§ ЗАДАНИЕ
Извлеките из материала ниже каждую строку, содержащую слово «stone», учитывая регистр букв.
____________
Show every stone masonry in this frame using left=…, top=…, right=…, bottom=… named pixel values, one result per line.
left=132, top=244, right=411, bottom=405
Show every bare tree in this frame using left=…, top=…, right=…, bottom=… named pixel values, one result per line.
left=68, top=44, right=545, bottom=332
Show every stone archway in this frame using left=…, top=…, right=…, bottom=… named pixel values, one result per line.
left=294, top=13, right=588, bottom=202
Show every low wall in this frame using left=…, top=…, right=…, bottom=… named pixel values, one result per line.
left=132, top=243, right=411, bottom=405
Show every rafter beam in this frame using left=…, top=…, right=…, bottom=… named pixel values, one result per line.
____________
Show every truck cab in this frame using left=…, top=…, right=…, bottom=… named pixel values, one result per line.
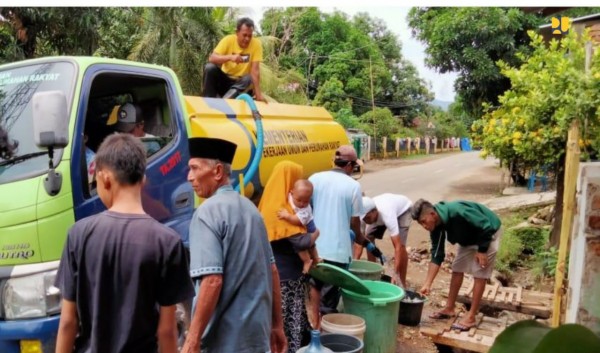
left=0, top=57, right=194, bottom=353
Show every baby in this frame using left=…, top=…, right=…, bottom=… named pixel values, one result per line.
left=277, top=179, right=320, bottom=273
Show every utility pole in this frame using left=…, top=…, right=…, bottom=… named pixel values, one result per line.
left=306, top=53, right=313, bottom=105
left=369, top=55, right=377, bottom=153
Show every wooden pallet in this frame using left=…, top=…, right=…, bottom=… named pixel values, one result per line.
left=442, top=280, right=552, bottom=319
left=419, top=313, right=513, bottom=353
____________
§ ПОЛНЫЙ ОТВЕТ
Show every stone masonry in this frame using left=…, top=…, right=…, bottom=… named pixel values, one result per line.
Show every stone archway in this frame using left=…, top=…, right=…, bottom=… named pixel values, one result per line.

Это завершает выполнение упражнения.